What the task asks >>
Repeat the whole listing exactly as written.

## Begin

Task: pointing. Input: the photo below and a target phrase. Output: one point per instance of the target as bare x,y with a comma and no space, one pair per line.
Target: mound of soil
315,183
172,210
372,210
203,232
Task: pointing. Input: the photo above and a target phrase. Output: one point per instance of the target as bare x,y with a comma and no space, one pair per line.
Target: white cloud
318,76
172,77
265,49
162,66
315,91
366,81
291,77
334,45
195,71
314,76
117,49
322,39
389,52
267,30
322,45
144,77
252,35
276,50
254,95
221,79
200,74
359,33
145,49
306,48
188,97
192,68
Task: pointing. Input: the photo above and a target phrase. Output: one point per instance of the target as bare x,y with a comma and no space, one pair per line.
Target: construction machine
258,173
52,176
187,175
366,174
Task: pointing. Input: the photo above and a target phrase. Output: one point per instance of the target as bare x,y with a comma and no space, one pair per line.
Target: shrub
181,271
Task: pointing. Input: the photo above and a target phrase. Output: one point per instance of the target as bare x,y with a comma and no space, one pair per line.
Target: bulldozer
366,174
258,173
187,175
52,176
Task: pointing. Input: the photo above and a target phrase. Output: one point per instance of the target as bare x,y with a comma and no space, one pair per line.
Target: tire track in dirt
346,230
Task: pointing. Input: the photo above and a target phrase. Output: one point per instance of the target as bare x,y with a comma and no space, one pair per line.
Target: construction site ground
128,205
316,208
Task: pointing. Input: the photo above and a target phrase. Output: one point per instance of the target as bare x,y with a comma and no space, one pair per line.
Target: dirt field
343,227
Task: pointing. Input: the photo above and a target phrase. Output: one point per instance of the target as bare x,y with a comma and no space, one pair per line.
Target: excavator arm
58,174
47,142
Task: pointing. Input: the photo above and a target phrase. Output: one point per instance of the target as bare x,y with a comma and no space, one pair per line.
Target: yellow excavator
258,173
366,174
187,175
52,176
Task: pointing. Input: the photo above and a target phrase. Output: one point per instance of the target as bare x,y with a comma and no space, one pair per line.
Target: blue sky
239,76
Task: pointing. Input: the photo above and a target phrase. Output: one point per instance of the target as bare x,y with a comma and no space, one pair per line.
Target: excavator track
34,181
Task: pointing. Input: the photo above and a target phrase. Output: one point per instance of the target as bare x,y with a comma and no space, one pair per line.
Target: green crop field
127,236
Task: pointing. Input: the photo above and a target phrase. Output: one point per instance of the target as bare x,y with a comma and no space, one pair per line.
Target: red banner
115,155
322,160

## End

Exercise response >>
Task: pointing. Input: the photo below and a target phrase. Output: one point per instance of the target as bare x,y with a comma and no space, one pair per line.
Target: mound of soil
315,183
172,210
372,210
203,232
Task: pointing. Input: the photo above and a target phrase. Output: one point per instance of the target as bare x,y with a comma and no space, one pair per line.
Target: white cloud
318,76
172,77
265,49
162,66
315,91
366,81
291,77
334,45
195,71
314,76
117,49
322,39
389,52
267,30
322,45
144,77
252,35
276,50
254,95
221,79
200,74
359,33
145,49
306,48
188,97
192,68
Task: pointing. Input: the photo above and a target phrase. Output: one point per instance of the target as bare x,y with a comma and no space, one pair per line.
Target: construction machine
258,173
52,176
187,175
366,174
Task: pointing. Input: the photo above and a target phrase. Output: one point per instance of the target as bare x,y with a comma and no space, one pair per line.
Target: shrub
181,271
Task: pointing. Input: the photo above and a target phrase. Output: one point per instance of the target as bare x,y with a comma and no space, one pair per line.
Target: bulldozer
366,174
258,173
187,175
52,176
Task: pointing. Input: the photo above and a target phrase. Output: one point per instance of the target as bare x,y with a comma and no space, one pair per line.
Target: tire track in dirt
346,230
Task: pointing. Input: the photo above and a target phrase. Output: one point per instance of the target as bare x,y with a comma and no space, one pair per line.
Target: construction site ground
128,205
316,208
Task: pointing. Input: the photo above and a target phrase. Output: one point per instance of the target as bare x,y with a comma and no space, one pair per line.
Target: dirt field
343,227
Task: pointing. Input: the photo above and a target phrase. Output: one point per instance of the target as bare x,y with a comma and no space, one pair per line.
Target: excavator arm
58,174
47,142
Task: pointing. Input: the photo above and a target phrase. Output: one point per instance of the target as bare x,y with a comma and no space, one pair per line.
Target: yellow excavator
258,173
366,174
187,175
52,176
Task: pointing. Input: the photo above and a target phrase. Output: one point per instance of the target as bare x,y with a comma and no space, one pair per line.
Target: blue sky
239,76
Task: pointing. Input: the photo above and a target phrase. Output: one point per instance of the target as bare x,y with a comma and no space, one pair per line.
Target: excavator track
34,181
Task: pointing. Input: the photo above and a target phrase. Output: one point per instance of the target as bare x,y with a comma and no space, one pair per line.
Target: green crop field
127,236
Task: pointing. Input: the photo above and a target phrase. Output: one point per instance of the target as bare x,y with a comma and no space, one pair per line.
Target: red banner
115,155
322,160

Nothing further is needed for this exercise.